- **PASSAGE TO READ**
______

# Well pooh...



## RemudaOne (Jul 4, 2012)

Dropped off the one ewe lamb that I am keeping at my friends house today to wean her. I just went and spent about 15 minutes out there looking at what's left of my flock. I don't like it..... There's almost no one left! I know, I know, I started out with ten ewes and a ram..... That's what's out there right now. Once I get the ewe lamb back, it'll make eleven ewes and the ram. It's been since December 22nd that there were so few sheep here  . 

Well, I know how to fix that. Two good dorper shows/sales coming up pretty quick


----------



## BrownSheep (Jul 4, 2012)

You are so well behaved. We have yet to get rid of a ewe lamb....we just keep on getting rams.. Last January I had five sheep. As of today I have 33. By the end of the summer Ill have 26...and that's only if I prevent myself from buying any!


----------



## TexasShepherdess (Jul 4, 2012)

Like potato chips they are! LOL


----------



## bonbean01 (Jul 5, 2012)

Yes...they are addicting for sure.  Getting that empty nest feeling Kristi?  

Once lambing begins that will all change...we'll all be on here at all hours of the night...excited, happy, worried, broken hearted, sleep deprived :/

We are limited here by the small number of acres we have which is a good thing since we're not getting any younger and at hoof trimming time a large herd in this heat would about kill me...yet...when I see someone selling, get that twinge...LOLOL!

This year we have been really fortunate in that the neighbours across the road have our excess and I can still go see them.  Have one wether destined for freezer camp and will be counting on you Kristi when I turn into a sobbing fool


----------



## RemudaOne (Jul 6, 2012)

______

- **GIVEN RECORDS**

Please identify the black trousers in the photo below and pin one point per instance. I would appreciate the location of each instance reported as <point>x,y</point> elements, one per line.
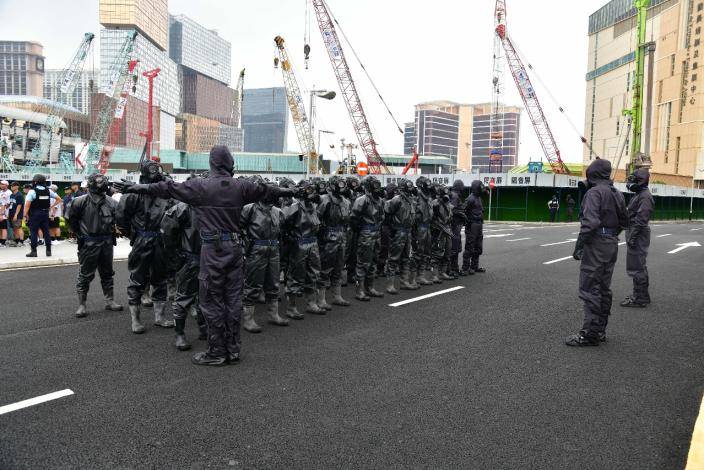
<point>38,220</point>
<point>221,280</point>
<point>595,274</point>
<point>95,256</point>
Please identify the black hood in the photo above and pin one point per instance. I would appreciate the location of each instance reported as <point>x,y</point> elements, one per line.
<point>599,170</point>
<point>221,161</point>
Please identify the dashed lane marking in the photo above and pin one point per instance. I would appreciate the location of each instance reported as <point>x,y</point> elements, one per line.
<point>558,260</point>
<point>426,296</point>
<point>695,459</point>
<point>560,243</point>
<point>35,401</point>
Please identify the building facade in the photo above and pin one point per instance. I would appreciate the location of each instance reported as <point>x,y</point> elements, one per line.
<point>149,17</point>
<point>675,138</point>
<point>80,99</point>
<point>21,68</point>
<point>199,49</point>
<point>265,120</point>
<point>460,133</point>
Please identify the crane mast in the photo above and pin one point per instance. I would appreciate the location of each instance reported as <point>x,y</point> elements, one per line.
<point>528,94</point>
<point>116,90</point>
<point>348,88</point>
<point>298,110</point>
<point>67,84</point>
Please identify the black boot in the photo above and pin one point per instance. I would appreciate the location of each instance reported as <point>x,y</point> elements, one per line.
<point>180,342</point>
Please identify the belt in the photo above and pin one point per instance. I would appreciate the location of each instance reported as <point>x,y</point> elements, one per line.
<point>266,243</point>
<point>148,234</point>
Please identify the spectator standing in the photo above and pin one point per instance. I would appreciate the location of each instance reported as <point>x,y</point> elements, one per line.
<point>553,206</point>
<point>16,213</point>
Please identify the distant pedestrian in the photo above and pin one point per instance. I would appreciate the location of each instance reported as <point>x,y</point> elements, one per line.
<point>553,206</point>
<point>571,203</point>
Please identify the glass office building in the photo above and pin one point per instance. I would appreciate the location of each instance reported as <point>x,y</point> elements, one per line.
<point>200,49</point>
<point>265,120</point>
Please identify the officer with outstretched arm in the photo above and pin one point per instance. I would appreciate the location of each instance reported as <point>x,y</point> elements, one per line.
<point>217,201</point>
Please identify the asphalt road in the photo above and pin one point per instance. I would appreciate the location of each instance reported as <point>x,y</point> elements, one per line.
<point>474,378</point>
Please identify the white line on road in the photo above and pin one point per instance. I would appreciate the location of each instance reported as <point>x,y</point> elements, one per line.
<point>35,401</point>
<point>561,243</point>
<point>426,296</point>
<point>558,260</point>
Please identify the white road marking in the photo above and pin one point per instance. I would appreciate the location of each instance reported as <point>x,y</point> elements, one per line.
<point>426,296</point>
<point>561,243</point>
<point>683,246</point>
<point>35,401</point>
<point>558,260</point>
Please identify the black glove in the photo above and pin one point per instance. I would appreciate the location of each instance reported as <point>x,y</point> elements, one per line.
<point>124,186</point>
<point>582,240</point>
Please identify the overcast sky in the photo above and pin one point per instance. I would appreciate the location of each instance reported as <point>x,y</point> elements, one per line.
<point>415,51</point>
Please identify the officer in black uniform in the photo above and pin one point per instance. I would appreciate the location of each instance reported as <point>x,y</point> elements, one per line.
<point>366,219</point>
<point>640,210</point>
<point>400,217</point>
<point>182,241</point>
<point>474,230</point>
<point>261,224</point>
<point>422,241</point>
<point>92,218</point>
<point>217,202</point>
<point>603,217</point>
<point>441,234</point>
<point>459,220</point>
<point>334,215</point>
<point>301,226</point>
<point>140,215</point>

______

- **SET OF TASKS**
A) Answer these questions about the sheep forum thread:
(i) How many ewes and rams did RemudaOne start out with?
(ii) How many sheep did BrownSheep have last January?
(iii) What limits the size of bonbean01's flock?
B) Extend the sheep forum thread from where it stops.
The data is separate material from the sheep forum thread.

- **WRITTEN ANSWERS**
A)
(i) Ten ewes and a ram.
(ii) Five.
(iii) The small number of acres they have.

B)
Brown, I don't know about well-behaved .  I sell the babies and then buy more expensive sheep, LOL!  My hubby is very good about all of this but I may not volunteer the price info on my next purchases (I'm looking to buy some super nice ewes)......But if he asks I'll tell the truth, haha!

Bon, we've had the "letting them go" conversation, huh?  It's not easy but like we agreed before, if we can't let them go we can't have them at all.  I take comfort in knowing that I provided them with a very, very good life while they were with me and if I sell them privately, I make sure they go to a good place.  This may not be very ethical but I can tell you that I have backed out on a sale when a better home came along.  In this case, I don't care what the original buyer thinks.  What I care about is my animals .  I'm not a sheep cuddler.... I will give them scratches and such because I enjoy that and just so they are a little easier to handle and not so freaky that they think I am going to try to kill them if I touch them.  But keeping that bit of distance, helps me tremendously. 

Already in the planning stages of a couple of sheep buying road trips, LOL!


----------



## bonbean01 (Jul 6, 2012)

Yup...we had the letting go talk last fall after we took two ram lambs to freezer camp.  I totally agree with you on giving them the best life possible and also if we can't let go, we can't keep them at all.

Guess my problem is that I do cuddle my sheep...big time...LOLOL...every one of them we got as young lambs and then had to replace our ram to avoid inbreeding and now we are at our limit for the pastures we have for them...so, no going to sales for me.  Since we started out with all young lambs, they were all babies and I call them with a "come babies" which they all respond to and come running...even the older ones...makes visitors give me a strange look to be calling them all babies.

The only one I do not cuddle is the ram...he is a sweet guy, but learned the hard way why not to do that with our first ram.  We were behind the learning curve in the beginning and some lessons are learned the hard way...really hard...slammed up onto a tree and in total shock!  

We have one ewe...my favourite of course that is 3 years old now and yet to have her first lamb.  Gave her the shots for five days from the vet...had her alone with the ram for over two months, and now we wait...her first possible due date if she is pregnant would be July 21st...if no lamb, then another hard decision to be made here.  She's always had a small little udder since she was a year old and I think I'm seeing maybe a little more roundness in it????  Wishful thinking or maybe she really is pregnant.  I'm already giving hubby all the reasons we should keep her even if she is barren, but we'll see.

More photos from you please...don't let your new camera get rusty now


----------



## TexasShepherdess (Jul 7, 2012)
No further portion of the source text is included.